=== EXTRAIT ===
Mme Marie-Jo Zimmermann, présidente, a indiqué qu'elle tentait en permanence de convaincre le Gouvernement de la nécessité d'affiner les statistiques pour collecter des informations plus précises.

Mme Bernadette Malgorn a souligné que si l'on a autant de mal à trouver des solutions aux problèmes sociaux les plus graves, c'est que l'on ne prend pas suffisamment en considération le fait que les femmes et les hommes ont eu pendant des siècles des rôles différents mais que les choses bougent. Cette question est pourtant d'une importance fondamentale à tous égards. Alors que chaque pays est confronté à une exigence de compétitivité, la France peut-elle se satisfaire que la proportion des filles dans les écoles d'ingénieurs ne soit que de 15 % ? Valorise-t-on ainsi toutes les compétences ?

Mme Marie-Jo Zimmermann, présidente, a déclaré partager ce constat, et s'interroger sur les moyens de faire comprendre la nécessité absolue d'un changement. Il faut batailler de manière incessante, a-t-elle ajouté.

Mme Bernadette Malgorn en a convenu, soulignant qu'une participation accrue des femmes à la préparation des grandes échéances électorales renforcerait la prise en compte de ces questions.

Mme Marie-Jo Zimmermann, présidente, s'en est dite convaincue.

Mme Bernadette Malgorn a jugé souhaitable que les instances dans lesquelles on traite de la parité soient elles-mêmes paritaires. Mais le colloque Quand les femmes s'engagent, pour ne citer que celui-là, n'a rassemblé que des femmes...

Abandonnant sa « casquette » de présidente du conseil d'orientation de l'Observatoire national des zones urbaines sensibles pour coiffer, a-t-elle dit, le tricorne du préfet, Mme Bernadette Malgorn a indiqué avoir mis l'égalité entre hommes et femmes au nombre des priorités de l'État en Bretagne. La région, qui comprend le Finistère, seul département français dont les députés sont en majorité des femmes, est plus ouverte que d'autres en cette matière. Un Observatoire régional de la parité a été créé, et Mme la préfète a tenu à ce qu'il soit paritaire, y compris pour ce qui concerne ses « correspondants égalité » au sein des ministères. Mais sur ces questions, dont beaucoup ignorent tout, il a fallu instituer une formation, dispensée par Mme Annie Junter, par ailleurs membre de l'Observatoire national de la parité. De même, Mme Bernadette Malgorn tient à ce que les propositions d'attributions de décorations soient paritaires.

=== ENREGISTREMENTS FOURNIS ===
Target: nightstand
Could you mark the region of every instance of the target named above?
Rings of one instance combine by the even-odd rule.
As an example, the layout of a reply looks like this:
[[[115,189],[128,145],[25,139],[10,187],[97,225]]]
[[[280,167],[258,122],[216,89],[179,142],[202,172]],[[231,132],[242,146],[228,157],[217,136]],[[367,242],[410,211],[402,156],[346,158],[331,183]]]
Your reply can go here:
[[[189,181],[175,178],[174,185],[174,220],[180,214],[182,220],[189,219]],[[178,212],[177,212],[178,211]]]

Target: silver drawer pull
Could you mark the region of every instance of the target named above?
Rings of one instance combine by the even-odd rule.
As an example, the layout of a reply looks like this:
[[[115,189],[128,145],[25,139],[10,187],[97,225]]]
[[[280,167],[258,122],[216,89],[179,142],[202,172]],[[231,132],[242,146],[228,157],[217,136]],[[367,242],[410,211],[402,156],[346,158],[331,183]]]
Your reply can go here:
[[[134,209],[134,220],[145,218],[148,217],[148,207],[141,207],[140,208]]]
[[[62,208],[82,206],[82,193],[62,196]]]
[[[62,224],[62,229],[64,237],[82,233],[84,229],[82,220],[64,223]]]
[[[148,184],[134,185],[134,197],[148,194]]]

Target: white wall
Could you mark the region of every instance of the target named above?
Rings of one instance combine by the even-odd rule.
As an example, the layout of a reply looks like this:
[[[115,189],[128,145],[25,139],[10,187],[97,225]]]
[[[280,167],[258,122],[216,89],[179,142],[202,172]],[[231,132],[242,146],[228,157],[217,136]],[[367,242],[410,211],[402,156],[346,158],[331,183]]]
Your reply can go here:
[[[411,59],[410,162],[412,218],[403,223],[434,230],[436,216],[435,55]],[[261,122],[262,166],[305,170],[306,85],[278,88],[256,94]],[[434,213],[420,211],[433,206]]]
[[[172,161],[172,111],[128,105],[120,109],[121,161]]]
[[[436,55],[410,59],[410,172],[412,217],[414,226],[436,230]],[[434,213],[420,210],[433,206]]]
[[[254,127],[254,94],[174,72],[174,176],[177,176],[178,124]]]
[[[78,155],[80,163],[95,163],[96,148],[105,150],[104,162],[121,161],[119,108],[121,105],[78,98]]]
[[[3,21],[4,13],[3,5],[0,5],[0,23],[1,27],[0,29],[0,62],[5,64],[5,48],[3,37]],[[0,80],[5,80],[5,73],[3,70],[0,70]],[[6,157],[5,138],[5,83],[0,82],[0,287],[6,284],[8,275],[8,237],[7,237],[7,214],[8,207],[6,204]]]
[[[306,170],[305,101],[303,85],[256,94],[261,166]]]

=== CONSIGNE DONNÉE 1 ===
Recopiez le passage de l'extrait sur la parité depuis « Mme Marie-Jo Zimmermann, présidente, s'en est » jusqu'à « que des femmes... » inclus.
=== CONSIGNE DONNÉE 2 ===
Transcrivez à l'identique les lignes des enregistrements, de la ligne contenant « Target: silver drawer pull » jusqu'à la ligne contenant « [[[62,208],[82,206],[82,193],[62,196]]] » incluse.

=== RÉPONSE RÉDIGÉE 1 ===
Mme Marie-Jo Zimmermann, présidente, s'en est dite convaincue.

Mme Bernadette Malgorn a jugé souhaitable que les instances dans lesquelles on traite de la parité soient elles-mêmes paritaires. Mais le colloque Quand les femmes s'engagent, pour ne citer que celui-là, n'a rassemblé que des femmes...

=== RÉPONSE RÉDIGÉE 2 ===
Target: silver drawer pull
Could you mark the region of every instance of the target named above?
Rings of one instance combine by the even-odd rule.
As an example, the layout of a reply looks like this:
[[[115,189],[128,145],[25,139],[10,187],[97,225]]]
[[[280,167],[258,122],[216,89],[179,142],[202,172]],[[231,132],[242,146],[228,157],[217,136]],[[367,242],[410,211],[402,156],[346,158],[331,183]]]
Your reply can go here:
[[[134,209],[134,220],[145,218],[148,217],[148,207],[141,207],[140,208]]]
[[[62,208],[82,206],[82,193],[62,196]]]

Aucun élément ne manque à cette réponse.